▶ Work required:
Each entry is to be given again precisely, and no picture may be carried over.

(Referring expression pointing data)
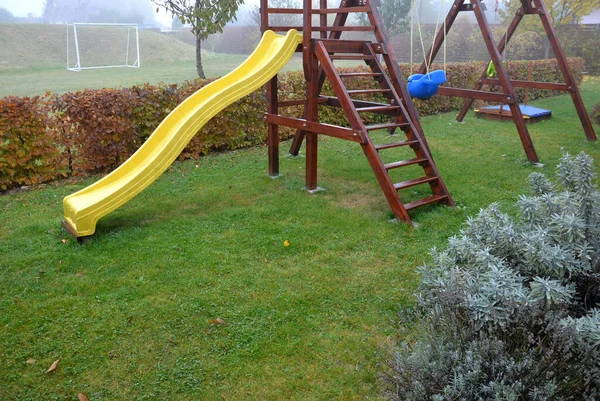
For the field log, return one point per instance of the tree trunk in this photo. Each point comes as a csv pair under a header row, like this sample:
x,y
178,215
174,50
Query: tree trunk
x,y
199,67
198,24
546,48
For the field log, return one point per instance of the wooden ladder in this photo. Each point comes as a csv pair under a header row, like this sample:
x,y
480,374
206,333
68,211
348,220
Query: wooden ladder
x,y
329,50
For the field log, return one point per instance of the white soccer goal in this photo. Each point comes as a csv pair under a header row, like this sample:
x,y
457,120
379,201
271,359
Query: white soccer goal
x,y
91,46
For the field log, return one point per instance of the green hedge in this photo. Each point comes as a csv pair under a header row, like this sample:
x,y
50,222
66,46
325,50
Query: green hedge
x,y
94,131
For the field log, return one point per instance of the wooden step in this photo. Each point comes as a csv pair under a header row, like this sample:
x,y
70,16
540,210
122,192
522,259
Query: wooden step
x,y
376,127
377,109
368,91
425,201
395,144
360,74
403,163
412,183
350,57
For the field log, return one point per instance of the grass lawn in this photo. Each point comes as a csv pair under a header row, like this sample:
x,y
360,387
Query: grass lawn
x,y
188,292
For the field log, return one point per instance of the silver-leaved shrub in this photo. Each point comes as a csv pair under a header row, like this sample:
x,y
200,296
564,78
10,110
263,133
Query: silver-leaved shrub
x,y
510,310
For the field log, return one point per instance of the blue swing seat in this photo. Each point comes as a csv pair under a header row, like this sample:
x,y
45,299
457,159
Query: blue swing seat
x,y
424,86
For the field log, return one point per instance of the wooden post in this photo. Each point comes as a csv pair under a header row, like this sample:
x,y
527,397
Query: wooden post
x,y
273,129
507,87
312,114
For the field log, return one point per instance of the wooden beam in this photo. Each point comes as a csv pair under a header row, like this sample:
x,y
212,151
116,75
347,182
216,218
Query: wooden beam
x,y
315,127
512,27
475,94
528,84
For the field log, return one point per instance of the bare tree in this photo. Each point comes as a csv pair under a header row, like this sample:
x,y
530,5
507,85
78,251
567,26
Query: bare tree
x,y
205,16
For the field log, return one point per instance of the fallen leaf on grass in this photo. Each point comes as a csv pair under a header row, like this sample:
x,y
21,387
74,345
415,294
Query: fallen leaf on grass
x,y
53,367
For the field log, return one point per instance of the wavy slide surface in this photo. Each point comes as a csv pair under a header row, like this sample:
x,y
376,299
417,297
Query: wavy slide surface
x,y
84,208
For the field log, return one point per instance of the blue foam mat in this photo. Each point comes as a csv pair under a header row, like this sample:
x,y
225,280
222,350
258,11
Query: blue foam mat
x,y
526,110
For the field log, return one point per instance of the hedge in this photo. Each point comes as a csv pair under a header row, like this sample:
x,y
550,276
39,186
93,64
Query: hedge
x,y
93,131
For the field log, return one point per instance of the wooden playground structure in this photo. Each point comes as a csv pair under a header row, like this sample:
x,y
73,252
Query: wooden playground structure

▶ Output of the task:
For the field log, return one point per instance of the tree trunk in this photo. Each point comes as a csv pair under a header row, like this sample:
x,y
178,215
174,50
Query: tree trunk
x,y
199,67
198,24
546,48
For the field log, return one point per instance of the wooden ladder in this photo. Each point comes as a csv pair under a header row, like this sample:
x,y
480,374
206,333
68,211
348,220
Query: wooden ladder
x,y
329,50
For the field log, return one point per instance of the white soccer goal in this photo. Each point comes as a csv pair under a header row, like this sample:
x,y
457,120
379,201
271,359
Query: white soccer goal
x,y
91,46
For the field log, return one point per instance of the green hedge in this photo. Each point comes as a csv pair under a header row, like this sample:
x,y
50,222
66,46
325,50
Query: green hedge
x,y
94,131
For the field log, return one point per instance of the wooden step in this photo. Each point comes as a csv pair under a header row, like this sample:
x,y
70,16
540,210
122,192
522,259
Query: wooden step
x,y
376,127
377,109
368,91
425,201
395,144
360,74
403,163
412,183
350,57
For the field log, return one point per instance of the grass lawn in this photo. Each point comes as a csv pair under a header row, like this sample:
x,y
360,387
Query: grass lawn
x,y
188,292
For the field log, return one point per instance of the silver-leaved shrub in this photo. Each point comes as a csv pair under a header row, like this sample:
x,y
200,296
564,78
10,110
263,133
Query: silver-leaved shrub
x,y
510,310
For the field log, return one point per instance of the blue swing seat in this photo. Each point comes as a csv pair under a header row, like this sample:
x,y
45,299
457,159
Query: blue swing seat
x,y
424,86
For the field log, return one point per instance of the wooden post in this photo. Each point comes as a csv pair under a header row, like this sample:
x,y
527,397
Query: wooden post
x,y
273,129
507,87
312,114
For the field log, return one point per instance of the wooden beam in this photo. Each point comes as a csv pair under a header row, like this sample:
x,y
212,151
116,75
347,182
216,218
Query: wooden beam
x,y
315,127
512,27
475,94
528,84
For the field log, return one point per instance of the bare tree in this photo. Each point comes as a csv pair under a header row, like this sample:
x,y
530,5
507,85
78,251
567,26
Query: bare tree
x,y
205,16
For the field log, return one point per instance of the fallen leaf on grass in this photo. Each point comes as a csv pair under a header row, like this sample:
x,y
21,387
74,345
415,294
Query: fallen leaf on grass
x,y
53,367
For the field log, return one point per instance of the wavy slide surface in this photo. Each point comes as a csv pair under a header row, like this sample:
x,y
376,299
417,297
Query: wavy slide surface
x,y
84,208
For the field log, return one point per instance of the blue foam mat in this photo. Each point comes as a csv pair under a header row, like this sample:
x,y
225,280
222,350
258,11
Query: blue foam mat
x,y
526,110
For the field log, return one point per instance of the hedge in this photo. Each point comes as a csv pair under a header row, like this sample:
x,y
550,276
39,186
93,64
Query: hedge
x,y
93,131
For the field log, return one point per instance of the wooden playground structure in this photo. Each point comes as a csv pair under a header row, like this sample:
x,y
73,252
Query: wooden playground structure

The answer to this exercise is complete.